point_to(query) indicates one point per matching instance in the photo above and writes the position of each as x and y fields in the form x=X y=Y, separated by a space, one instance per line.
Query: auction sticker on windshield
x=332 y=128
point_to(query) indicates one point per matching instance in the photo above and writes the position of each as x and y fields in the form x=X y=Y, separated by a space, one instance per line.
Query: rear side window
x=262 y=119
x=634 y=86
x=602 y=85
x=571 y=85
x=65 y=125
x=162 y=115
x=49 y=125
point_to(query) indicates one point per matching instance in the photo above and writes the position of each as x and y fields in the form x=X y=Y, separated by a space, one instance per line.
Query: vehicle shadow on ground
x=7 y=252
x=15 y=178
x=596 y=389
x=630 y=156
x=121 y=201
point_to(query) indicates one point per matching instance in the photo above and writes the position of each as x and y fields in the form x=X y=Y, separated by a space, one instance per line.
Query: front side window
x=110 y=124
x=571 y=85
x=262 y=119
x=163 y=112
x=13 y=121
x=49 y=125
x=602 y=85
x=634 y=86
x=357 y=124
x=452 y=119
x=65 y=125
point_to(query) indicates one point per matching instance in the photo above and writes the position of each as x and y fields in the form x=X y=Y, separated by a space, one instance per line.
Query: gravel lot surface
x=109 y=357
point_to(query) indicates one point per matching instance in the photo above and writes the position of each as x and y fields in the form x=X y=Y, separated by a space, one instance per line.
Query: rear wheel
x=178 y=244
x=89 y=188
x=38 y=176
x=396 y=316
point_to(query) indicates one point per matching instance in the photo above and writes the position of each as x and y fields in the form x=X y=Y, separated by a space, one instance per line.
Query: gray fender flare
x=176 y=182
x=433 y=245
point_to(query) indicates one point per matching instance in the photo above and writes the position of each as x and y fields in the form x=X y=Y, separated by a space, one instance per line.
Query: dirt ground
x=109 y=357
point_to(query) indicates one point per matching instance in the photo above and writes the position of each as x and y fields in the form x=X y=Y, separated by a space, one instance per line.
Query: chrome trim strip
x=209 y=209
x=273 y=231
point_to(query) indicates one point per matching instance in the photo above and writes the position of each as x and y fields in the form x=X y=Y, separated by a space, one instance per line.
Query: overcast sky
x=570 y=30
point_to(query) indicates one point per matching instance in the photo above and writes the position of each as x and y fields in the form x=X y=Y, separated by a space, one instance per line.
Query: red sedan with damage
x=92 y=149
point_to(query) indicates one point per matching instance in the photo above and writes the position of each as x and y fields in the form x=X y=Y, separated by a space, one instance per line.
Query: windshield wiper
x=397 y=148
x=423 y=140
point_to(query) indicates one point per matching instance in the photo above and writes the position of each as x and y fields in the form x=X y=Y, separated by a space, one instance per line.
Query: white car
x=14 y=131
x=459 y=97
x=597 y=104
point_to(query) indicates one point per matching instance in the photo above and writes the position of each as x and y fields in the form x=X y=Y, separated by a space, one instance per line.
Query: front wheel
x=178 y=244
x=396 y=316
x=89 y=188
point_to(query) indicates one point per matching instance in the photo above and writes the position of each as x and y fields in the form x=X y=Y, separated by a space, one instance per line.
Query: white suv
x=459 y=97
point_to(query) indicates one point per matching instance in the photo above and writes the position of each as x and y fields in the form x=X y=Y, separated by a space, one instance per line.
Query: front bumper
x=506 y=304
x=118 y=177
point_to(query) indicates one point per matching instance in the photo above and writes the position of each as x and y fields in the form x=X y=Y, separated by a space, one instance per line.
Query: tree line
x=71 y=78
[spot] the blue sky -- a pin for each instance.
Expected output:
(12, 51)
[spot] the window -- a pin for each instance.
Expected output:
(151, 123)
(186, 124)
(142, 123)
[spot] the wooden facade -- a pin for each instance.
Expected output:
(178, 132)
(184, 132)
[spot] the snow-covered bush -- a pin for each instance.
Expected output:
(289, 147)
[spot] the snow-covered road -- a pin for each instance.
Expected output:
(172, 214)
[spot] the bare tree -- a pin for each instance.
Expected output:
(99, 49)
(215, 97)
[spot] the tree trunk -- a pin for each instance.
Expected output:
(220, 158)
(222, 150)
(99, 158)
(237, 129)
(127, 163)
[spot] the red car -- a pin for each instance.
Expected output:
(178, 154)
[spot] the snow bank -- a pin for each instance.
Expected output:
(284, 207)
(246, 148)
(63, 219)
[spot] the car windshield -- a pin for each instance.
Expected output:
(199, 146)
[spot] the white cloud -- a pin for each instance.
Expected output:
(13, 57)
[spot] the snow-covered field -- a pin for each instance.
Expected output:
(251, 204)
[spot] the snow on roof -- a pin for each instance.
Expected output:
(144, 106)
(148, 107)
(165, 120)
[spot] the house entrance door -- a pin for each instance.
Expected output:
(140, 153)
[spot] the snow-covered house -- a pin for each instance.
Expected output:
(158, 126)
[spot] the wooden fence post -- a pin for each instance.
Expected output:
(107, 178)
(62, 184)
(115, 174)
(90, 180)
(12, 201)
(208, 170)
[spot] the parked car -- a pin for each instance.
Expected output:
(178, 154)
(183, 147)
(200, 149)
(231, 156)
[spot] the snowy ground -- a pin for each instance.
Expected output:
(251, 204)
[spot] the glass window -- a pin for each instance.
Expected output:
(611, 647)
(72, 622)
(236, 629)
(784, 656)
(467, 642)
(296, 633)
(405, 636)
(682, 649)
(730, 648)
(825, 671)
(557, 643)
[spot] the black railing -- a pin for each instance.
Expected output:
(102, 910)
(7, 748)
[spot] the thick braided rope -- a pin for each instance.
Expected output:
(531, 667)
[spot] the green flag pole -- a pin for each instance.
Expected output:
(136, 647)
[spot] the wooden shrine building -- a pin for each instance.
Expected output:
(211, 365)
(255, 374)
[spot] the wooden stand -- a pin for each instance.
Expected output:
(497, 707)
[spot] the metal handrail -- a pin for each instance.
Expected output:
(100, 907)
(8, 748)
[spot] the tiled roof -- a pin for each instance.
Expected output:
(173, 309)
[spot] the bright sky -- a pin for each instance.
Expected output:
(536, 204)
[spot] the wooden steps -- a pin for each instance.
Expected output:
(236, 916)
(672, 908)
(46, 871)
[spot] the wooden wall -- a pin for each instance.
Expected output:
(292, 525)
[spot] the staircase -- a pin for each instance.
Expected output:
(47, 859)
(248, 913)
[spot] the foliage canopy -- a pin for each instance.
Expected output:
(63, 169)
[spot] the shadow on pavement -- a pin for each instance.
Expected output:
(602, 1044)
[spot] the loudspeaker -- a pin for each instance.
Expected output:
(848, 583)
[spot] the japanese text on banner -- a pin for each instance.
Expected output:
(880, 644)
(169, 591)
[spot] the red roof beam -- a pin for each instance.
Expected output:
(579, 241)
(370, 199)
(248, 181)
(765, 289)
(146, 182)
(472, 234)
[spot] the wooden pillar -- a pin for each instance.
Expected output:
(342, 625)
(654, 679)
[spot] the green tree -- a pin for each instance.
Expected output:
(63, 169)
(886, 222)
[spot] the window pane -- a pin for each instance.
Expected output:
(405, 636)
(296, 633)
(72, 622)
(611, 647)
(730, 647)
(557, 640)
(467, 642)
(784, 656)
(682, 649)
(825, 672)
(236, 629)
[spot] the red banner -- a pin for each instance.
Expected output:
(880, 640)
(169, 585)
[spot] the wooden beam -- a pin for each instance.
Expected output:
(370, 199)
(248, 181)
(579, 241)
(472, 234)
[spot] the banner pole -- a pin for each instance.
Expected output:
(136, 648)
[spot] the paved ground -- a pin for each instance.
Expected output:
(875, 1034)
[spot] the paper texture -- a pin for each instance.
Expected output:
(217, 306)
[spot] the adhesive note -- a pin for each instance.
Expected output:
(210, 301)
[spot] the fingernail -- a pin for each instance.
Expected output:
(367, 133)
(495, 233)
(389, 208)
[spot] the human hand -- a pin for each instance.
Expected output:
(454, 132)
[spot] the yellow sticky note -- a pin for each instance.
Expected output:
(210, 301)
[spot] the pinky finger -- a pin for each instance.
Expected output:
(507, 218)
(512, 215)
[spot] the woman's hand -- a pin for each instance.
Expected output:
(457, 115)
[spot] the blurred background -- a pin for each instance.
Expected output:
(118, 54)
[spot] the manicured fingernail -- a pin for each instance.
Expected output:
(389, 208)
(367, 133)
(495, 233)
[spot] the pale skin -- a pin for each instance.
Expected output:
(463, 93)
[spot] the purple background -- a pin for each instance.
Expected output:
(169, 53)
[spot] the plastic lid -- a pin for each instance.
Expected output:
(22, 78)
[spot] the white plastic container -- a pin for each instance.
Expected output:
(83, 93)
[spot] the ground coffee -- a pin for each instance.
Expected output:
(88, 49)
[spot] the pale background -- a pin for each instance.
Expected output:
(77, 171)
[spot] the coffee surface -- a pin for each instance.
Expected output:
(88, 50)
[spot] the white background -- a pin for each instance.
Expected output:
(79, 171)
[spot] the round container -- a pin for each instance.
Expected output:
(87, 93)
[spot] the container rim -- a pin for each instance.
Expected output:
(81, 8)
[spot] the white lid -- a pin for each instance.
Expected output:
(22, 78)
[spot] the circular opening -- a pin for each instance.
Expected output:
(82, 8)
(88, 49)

******************************

--- What you have to do ---
Look through the records above for the string "green", then copy every line that has it.

--- Completed exercise ---
[spot] the green flag pole -- a pin for each instance.
[spot] the green tree -- a pin for each instance.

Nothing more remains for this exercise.